Dataset:
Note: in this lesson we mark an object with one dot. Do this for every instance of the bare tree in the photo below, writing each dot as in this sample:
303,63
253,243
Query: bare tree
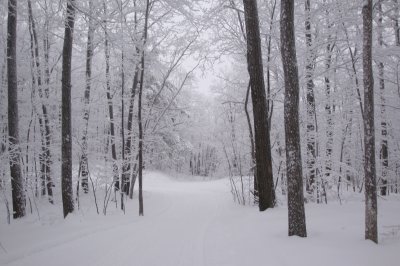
384,138
297,219
86,111
264,173
66,138
140,149
17,185
311,121
371,208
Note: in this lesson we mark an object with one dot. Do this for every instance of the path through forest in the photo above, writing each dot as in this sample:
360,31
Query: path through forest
196,223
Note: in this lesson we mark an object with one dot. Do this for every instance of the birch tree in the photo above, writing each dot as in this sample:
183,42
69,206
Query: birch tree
371,207
66,145
17,184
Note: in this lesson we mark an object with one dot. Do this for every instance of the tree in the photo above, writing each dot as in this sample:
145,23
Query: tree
371,208
297,219
89,56
17,185
264,173
311,119
140,149
66,138
384,132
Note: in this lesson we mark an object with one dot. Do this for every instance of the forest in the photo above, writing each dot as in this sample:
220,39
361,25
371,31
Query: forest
131,108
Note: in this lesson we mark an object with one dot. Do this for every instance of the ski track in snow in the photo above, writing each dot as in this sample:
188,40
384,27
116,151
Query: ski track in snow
196,223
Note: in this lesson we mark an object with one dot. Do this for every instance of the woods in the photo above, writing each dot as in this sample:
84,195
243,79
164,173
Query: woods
295,103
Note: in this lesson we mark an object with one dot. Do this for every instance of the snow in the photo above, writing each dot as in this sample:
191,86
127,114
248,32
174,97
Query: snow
197,223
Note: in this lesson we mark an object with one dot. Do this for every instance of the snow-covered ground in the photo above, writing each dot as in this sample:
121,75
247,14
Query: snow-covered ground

The task:
Every entry should be returned exactly as written, minus the pictures.

Written response:
Note: in this lesson we mark an object with one dot. Do this for every instance of the bare tree in the photo below, writing each dot as in this sample:
303,63
253,243
Query: bare tree
384,138
297,219
86,111
264,173
66,138
140,149
17,185
311,121
371,208
Note: in this lesson we mark an object with one dot. Do this for every instance of the path through forest in the photo above, writing each dot as in this sample:
360,31
Query: path through forest
196,223
Note: in this lesson we mark an object with one dot. Do this for every instance of the birch tree in the photo above, writing each dot as in this sample:
183,42
69,206
Query: birch tree
371,207
66,145
17,184
Note: in this lesson we mark an object with one dot. Do this for every instance of the tree in the photo above, writing each dot as in this sample:
145,23
Query: tree
371,208
297,219
89,56
17,185
264,173
311,119
140,149
66,138
384,132
Note: in this lesson we mark an object with one dot. Do this for every instance of the forest in the photo above, writing each dot as in this sample:
220,39
361,25
371,31
Query: forest
131,108
Note: in this lesson we mark an object with one dot. Do this for every instance of the ski track in snow in the photo above, writing each dot as in this sample:
188,40
384,27
116,151
Query: ski track in snow
196,223
Note: in this lesson we mark an object with one dot. Do this for every instance of the woods in the photo above, writing each dot as in this sample:
84,195
243,79
164,173
Query: woods
295,103
Note: in this lesson we mark an object with one dot. Do this for every instance of the snow in the photo above, writing each dot as in this sample:
191,86
127,114
248,32
174,97
Query: snow
197,223
Note: in this lesson we mark an object with one dot. Do this for every instance of the snow-covered ground in the photo above, writing each dot as in this sample:
121,75
247,14
Query: snow-covered ground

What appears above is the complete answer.